● **Text under study**
================

Hawaii lawmakers defeat "Medical Aid in Dying" bill
A bill to give terminally ill Hawaii residents medical help to end their lives has died.
HONOLULU (AP) - Hawaii lawmakers defeat a bill allowing terminally ill patients to end their own lives. The action comes after decades of debate, which culminated in hours of testimony Thursday morning.
After more than three hours of debate from more than 50 people, the House Committee on Health voted down the Medical Aid in Dying bill.
"It does not fit with our values, with our cultural values, with our aloha," said Joy Yadao from Hawaii's Partnership for Appropriate and Compassionate Care.
A supporter of the bill said, "Medical Aid in Dying? works as intended. It's both safe and trusted and there is very strong public support for this option in Hawaii."
In the end, Committee Chair Della Au Bellati told the room lawmakers have a duty to protect the vulnerable, and said this bill doesn't do that.
"I think what we found is that people needed to have this discussion. We've had it and we're going to have to balance the right to choose and our right and our duties and obligations to protect those who are most vulnerable," said Rep. Bellati.
The bill would have allowed medically-competent, terminally-ill patients with six or fewer months to live to take a lethal medication prescribed by a doctor. Opponents called it suicide. Advocates argued it would stop suffering.
"I think it sends a wrong message to our teenagers if we would to allow such a bill to pass that if you're in misery and suffering that it's OK to take your life. And I think that's the wrong message to send to our teenagers," said Beth Arnoult
"Suicide is somebody that wants to die. People who are terminally ill don't want to die -- they just know they can't continue, and this will give them peace of mind to know that they can end their lives on their terms," said Michael Golojuch Jr., the chairman of the LGBT Caucus of the Democratic Party of Hawaii.
The bill was modeled after a similar law in Oregon -- one of five states that gives terminally ill patients the end-of-life option. But, lawmakers raised concerns about oversight, liability, and the possibility of abuse and coercion.
"While I'm definitely support the concept, I don't believe this bill is ready. And we don't have enough time left in the session to fix it," said Rep. Chris Todd.

================

● **Your goal**
Quote the article on Hawaii's Medical Aid in Dying bill word for word, starting with "The bill would" and going on through "would stop suffering.". The listing has no connection to the article on Hawaii's Medical Aid in Dying bill.

● **Given entries**
================

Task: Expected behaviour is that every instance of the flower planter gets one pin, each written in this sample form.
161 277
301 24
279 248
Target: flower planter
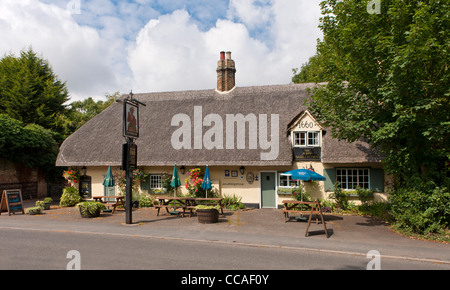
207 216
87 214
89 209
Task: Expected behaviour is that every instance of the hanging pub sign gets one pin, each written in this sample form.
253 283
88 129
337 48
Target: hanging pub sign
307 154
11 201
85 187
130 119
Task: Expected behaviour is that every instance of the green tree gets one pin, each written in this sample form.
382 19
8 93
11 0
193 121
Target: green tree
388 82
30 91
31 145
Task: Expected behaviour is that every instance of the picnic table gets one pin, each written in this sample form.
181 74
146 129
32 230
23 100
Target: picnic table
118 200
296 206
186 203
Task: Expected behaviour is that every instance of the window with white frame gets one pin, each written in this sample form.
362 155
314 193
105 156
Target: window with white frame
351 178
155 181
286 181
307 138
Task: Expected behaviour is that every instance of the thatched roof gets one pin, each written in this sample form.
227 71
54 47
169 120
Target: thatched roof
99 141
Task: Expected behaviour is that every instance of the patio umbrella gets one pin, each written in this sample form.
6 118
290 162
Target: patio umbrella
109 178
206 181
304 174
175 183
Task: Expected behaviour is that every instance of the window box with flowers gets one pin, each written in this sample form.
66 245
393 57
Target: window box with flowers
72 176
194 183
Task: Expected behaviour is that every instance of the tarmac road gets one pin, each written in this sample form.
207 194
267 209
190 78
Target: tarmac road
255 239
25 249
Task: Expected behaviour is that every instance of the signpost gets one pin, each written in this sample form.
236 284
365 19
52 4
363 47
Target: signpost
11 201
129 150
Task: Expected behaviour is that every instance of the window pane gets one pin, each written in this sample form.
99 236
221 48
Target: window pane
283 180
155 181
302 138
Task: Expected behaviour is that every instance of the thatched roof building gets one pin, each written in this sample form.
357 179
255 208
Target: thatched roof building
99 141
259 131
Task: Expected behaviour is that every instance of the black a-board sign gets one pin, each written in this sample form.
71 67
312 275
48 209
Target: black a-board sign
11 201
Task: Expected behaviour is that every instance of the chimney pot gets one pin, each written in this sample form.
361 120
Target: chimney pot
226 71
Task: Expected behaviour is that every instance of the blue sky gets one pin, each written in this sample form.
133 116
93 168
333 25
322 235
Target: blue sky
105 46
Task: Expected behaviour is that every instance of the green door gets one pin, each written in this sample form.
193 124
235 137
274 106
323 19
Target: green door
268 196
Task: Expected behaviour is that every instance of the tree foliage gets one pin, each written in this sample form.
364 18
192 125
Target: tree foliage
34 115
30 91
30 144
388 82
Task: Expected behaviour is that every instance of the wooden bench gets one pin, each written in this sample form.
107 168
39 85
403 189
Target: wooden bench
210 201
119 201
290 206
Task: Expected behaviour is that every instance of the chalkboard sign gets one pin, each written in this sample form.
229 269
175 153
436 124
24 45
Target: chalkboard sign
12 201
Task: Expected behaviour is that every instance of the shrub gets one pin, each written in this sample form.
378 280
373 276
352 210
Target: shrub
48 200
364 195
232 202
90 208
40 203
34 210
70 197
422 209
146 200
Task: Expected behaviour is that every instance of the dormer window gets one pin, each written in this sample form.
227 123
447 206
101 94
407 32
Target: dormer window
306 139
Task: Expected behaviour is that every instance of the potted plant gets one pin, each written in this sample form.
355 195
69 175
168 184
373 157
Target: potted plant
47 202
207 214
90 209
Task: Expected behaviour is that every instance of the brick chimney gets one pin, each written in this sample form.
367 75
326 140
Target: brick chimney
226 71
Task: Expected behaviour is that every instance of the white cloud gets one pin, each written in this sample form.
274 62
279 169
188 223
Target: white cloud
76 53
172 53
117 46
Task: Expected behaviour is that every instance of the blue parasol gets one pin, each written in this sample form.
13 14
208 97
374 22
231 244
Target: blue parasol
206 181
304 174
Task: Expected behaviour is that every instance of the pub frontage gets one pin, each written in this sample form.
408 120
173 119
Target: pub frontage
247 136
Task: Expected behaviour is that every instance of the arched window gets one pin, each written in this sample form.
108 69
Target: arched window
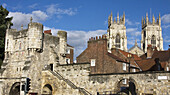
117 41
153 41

================

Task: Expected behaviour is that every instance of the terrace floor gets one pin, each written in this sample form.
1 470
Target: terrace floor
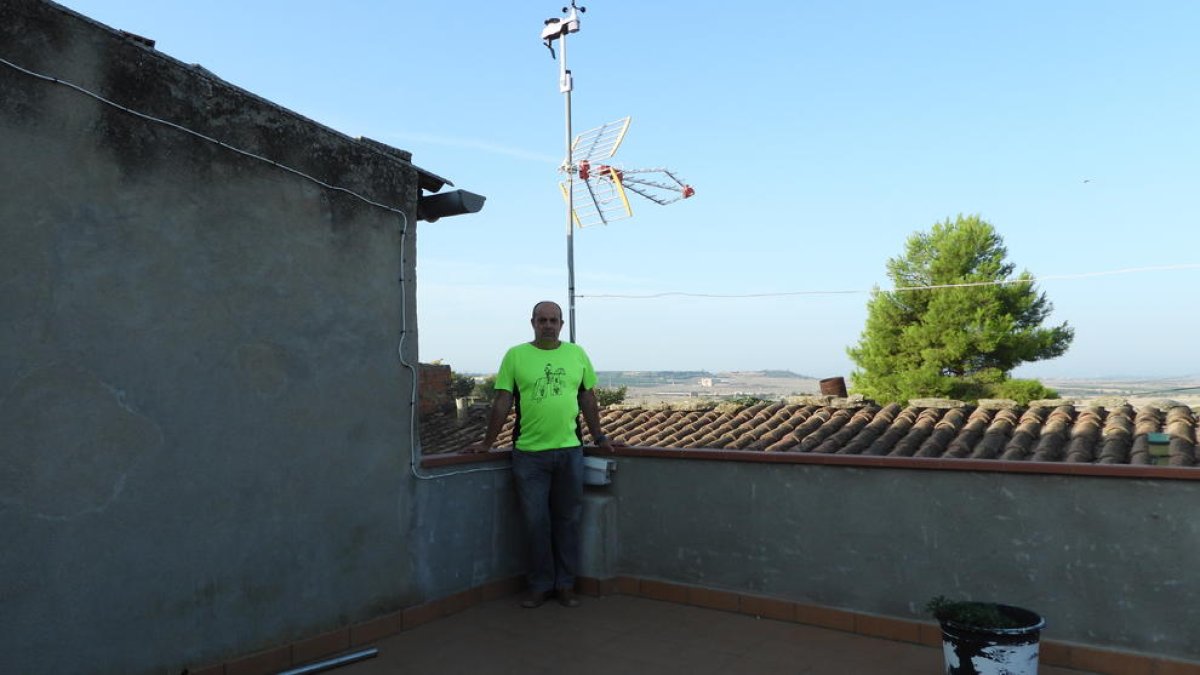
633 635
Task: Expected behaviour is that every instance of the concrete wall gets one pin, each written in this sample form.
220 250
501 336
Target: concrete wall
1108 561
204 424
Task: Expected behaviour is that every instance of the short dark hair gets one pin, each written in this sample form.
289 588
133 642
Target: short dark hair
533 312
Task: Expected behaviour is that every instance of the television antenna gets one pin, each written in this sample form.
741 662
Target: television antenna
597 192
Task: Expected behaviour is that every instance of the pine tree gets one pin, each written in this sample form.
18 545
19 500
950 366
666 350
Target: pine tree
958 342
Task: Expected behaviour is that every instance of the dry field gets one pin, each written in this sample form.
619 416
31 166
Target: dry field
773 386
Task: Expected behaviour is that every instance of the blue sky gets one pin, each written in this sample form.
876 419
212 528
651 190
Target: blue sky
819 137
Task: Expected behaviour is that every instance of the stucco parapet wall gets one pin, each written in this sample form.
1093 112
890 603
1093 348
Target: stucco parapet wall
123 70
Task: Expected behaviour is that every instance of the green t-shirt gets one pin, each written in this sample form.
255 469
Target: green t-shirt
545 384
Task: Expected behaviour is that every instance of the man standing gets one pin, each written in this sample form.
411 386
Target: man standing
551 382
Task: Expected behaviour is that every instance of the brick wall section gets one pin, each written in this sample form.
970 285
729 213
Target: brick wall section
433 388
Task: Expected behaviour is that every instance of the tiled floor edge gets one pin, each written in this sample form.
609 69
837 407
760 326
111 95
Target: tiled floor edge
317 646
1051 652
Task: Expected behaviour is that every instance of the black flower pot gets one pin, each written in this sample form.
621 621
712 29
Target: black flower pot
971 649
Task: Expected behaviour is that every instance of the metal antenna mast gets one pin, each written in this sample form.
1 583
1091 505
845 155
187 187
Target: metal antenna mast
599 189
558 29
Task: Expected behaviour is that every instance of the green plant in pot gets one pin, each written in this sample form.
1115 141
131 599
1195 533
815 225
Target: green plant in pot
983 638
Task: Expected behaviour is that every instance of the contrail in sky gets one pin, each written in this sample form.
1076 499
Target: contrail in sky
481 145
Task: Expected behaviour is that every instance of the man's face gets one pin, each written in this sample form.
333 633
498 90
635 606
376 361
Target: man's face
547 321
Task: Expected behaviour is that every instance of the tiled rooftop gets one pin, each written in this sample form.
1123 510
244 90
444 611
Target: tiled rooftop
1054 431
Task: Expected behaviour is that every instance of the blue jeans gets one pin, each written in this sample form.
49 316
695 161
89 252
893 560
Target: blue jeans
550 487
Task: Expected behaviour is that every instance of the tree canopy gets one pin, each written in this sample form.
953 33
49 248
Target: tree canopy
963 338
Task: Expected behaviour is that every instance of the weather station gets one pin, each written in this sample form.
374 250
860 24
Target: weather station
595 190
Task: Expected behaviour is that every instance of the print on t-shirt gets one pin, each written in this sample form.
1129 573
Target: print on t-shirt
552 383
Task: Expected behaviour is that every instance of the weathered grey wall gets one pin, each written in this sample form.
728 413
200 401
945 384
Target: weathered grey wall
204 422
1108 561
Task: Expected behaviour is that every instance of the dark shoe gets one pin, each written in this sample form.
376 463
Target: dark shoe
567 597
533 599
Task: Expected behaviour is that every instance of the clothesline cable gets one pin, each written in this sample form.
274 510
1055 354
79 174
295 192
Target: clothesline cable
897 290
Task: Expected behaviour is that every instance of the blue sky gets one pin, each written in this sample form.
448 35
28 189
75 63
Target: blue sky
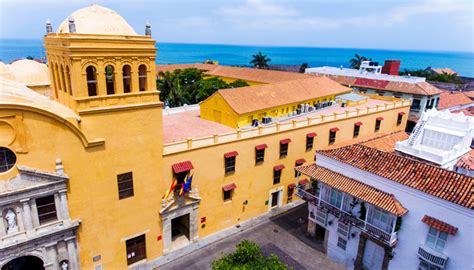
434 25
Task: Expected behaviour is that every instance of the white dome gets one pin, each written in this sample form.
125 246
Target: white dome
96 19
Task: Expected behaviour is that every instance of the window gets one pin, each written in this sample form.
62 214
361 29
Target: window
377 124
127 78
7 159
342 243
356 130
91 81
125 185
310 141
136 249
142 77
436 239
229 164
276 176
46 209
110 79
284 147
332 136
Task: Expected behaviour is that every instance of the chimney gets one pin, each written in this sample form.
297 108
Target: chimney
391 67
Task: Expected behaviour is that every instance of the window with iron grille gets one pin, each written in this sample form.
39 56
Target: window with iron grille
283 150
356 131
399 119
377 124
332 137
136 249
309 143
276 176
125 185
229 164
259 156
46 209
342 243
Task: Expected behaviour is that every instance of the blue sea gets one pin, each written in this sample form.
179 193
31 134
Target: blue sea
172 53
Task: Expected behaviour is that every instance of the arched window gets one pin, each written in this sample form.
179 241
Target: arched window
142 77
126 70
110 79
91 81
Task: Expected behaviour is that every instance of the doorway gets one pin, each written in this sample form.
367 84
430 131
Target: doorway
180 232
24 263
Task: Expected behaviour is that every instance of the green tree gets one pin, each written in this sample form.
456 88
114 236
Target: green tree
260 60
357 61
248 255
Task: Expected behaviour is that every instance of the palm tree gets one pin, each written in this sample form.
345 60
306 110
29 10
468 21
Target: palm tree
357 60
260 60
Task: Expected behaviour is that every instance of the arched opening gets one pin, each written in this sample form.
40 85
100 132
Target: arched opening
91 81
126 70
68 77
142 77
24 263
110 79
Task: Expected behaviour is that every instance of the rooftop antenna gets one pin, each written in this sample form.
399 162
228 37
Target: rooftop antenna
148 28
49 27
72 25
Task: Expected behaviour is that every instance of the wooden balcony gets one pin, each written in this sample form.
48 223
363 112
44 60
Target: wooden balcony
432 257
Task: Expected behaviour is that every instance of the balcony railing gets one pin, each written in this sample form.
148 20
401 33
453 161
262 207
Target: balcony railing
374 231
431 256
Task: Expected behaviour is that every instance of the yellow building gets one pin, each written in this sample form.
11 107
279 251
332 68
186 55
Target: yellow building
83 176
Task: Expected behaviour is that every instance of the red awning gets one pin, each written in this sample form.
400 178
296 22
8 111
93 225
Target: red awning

================

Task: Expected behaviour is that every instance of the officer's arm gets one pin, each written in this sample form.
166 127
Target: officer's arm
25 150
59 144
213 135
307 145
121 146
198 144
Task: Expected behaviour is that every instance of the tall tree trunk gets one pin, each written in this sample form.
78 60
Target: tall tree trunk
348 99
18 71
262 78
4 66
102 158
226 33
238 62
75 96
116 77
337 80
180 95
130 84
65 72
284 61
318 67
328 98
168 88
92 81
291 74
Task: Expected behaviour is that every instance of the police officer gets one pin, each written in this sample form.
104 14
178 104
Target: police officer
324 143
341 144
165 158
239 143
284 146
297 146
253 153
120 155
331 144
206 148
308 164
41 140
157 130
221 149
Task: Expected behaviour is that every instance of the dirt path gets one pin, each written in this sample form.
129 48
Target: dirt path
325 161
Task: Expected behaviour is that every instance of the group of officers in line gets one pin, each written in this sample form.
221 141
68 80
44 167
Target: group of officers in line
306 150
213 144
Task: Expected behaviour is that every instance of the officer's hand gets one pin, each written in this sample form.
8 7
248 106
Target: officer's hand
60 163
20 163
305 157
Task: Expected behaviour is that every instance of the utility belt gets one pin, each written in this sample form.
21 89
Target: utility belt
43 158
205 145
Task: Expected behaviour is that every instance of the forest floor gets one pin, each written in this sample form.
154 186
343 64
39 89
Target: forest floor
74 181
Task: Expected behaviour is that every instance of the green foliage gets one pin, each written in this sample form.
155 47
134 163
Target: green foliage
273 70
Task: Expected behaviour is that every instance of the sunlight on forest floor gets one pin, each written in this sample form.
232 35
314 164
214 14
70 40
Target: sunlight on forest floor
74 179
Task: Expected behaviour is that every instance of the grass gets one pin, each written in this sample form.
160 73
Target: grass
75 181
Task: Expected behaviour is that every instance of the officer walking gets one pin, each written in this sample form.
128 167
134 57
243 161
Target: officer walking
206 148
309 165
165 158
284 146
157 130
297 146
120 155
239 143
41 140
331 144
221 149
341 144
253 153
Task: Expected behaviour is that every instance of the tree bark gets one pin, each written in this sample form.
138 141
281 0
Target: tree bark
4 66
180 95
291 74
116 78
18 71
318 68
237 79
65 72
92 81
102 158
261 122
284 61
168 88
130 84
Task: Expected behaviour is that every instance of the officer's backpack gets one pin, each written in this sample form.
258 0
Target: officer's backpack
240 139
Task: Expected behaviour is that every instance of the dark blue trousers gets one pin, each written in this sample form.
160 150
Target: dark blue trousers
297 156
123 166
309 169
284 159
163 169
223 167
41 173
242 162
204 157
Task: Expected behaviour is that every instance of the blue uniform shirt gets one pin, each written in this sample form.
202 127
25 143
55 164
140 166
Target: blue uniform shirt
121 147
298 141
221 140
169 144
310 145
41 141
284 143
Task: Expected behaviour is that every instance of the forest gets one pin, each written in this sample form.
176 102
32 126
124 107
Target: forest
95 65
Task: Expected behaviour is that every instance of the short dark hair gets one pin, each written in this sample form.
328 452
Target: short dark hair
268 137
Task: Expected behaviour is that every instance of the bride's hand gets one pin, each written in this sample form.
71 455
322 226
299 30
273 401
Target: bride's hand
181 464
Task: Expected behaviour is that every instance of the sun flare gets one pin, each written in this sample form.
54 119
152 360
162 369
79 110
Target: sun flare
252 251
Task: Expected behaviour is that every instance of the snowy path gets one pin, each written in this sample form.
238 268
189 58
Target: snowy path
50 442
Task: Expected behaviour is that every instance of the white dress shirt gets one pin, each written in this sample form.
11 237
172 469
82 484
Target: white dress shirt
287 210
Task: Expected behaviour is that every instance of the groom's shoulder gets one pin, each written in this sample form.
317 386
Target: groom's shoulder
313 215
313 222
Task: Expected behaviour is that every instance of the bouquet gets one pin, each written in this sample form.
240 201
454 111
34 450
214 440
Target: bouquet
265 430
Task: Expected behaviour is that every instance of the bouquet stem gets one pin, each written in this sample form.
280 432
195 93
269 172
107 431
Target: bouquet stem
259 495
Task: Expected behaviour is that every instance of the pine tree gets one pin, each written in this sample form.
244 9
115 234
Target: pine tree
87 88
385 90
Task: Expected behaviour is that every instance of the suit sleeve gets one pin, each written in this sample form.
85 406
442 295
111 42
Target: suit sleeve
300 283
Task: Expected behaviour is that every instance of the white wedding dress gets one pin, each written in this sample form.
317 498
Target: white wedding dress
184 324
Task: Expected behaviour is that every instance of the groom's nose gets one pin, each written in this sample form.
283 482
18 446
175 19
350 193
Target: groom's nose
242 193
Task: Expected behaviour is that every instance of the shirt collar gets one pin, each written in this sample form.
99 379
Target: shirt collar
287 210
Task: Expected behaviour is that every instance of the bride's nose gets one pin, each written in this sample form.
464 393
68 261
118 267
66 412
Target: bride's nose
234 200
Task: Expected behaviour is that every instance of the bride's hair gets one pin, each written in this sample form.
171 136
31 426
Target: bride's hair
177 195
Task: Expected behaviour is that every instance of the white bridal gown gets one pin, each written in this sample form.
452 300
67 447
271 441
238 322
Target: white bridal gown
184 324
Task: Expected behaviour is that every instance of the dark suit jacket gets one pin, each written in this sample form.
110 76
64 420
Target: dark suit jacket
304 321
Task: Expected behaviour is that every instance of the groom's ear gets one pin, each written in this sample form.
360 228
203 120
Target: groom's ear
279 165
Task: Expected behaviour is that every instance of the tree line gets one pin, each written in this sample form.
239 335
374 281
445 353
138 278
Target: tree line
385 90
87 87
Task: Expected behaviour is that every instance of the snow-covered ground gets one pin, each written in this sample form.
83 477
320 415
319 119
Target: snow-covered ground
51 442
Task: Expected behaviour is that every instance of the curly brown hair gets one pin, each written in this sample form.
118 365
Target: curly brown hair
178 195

================

● **Exercise result**
The bill would have allowed medically-competent, terminally-ill patients with six or fewer months to live to take a lethal medication prescribed by a doctor. Opponents called it suicide. Advocates argued it would stop suffering.